### STATED EXERCISE
Give back the data from the line containing "Pick out the blue" through the end, swapping "blue water" for "open sea" and leaving everything else unchanged.

-=-=-=-=-

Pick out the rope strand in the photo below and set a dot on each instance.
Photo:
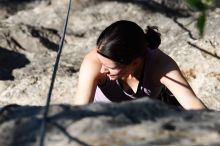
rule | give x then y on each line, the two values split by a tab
44	120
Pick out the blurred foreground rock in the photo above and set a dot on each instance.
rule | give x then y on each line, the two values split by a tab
30	31
138	123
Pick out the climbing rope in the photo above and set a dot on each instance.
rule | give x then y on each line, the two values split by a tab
45	119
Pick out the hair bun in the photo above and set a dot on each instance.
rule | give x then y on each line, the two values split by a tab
152	37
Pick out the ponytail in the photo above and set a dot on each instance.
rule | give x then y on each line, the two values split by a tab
152	37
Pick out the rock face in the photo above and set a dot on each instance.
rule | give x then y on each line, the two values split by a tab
138	123
31	31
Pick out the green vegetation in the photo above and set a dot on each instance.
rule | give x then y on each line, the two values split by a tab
202	6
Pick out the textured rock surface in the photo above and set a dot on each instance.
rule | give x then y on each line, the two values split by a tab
31	30
139	123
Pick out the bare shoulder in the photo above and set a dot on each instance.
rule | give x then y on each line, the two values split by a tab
165	63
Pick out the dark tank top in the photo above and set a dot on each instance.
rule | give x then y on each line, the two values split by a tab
112	91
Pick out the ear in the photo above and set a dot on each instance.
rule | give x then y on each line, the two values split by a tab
136	62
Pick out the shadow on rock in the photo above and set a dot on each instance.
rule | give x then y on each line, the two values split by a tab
10	60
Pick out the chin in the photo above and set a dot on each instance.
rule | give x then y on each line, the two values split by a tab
113	77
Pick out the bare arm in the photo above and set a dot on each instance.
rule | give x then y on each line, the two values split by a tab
88	78
177	84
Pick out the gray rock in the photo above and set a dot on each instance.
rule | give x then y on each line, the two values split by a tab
32	33
137	123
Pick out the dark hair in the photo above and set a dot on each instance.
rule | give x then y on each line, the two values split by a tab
124	41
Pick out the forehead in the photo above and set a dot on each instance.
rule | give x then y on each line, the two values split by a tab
108	62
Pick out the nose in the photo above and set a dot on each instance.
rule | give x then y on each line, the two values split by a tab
104	70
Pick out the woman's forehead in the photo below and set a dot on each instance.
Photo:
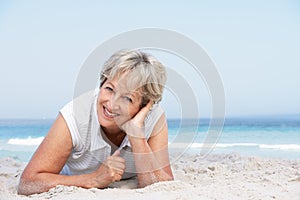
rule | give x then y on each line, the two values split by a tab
126	84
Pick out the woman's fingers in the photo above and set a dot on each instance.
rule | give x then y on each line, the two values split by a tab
142	114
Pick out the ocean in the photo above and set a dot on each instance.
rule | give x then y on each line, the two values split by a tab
270	137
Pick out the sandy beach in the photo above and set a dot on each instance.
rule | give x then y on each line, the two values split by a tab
217	176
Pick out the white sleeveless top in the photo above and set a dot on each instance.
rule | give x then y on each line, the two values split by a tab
90	150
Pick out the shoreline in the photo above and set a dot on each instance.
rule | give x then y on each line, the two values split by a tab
216	176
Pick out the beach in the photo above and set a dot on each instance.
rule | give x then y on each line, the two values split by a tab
216	176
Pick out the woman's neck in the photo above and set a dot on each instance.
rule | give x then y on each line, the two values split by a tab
113	136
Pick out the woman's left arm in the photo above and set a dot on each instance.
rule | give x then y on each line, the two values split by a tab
151	157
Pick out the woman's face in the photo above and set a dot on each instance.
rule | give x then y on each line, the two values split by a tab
116	103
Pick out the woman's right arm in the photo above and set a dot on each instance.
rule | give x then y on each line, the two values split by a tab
42	172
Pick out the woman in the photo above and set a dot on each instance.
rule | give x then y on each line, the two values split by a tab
115	132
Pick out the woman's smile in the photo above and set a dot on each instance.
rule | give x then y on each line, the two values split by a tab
109	114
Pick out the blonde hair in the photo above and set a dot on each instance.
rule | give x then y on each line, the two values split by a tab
145	71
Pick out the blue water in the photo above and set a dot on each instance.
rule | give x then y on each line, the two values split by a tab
272	137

-=-=-=-=-

### TASK ANSWER
Pick out the open sea in the photo above and set a dot on each instance.
rule | give x then y on each line, the two values split by a tab
272	137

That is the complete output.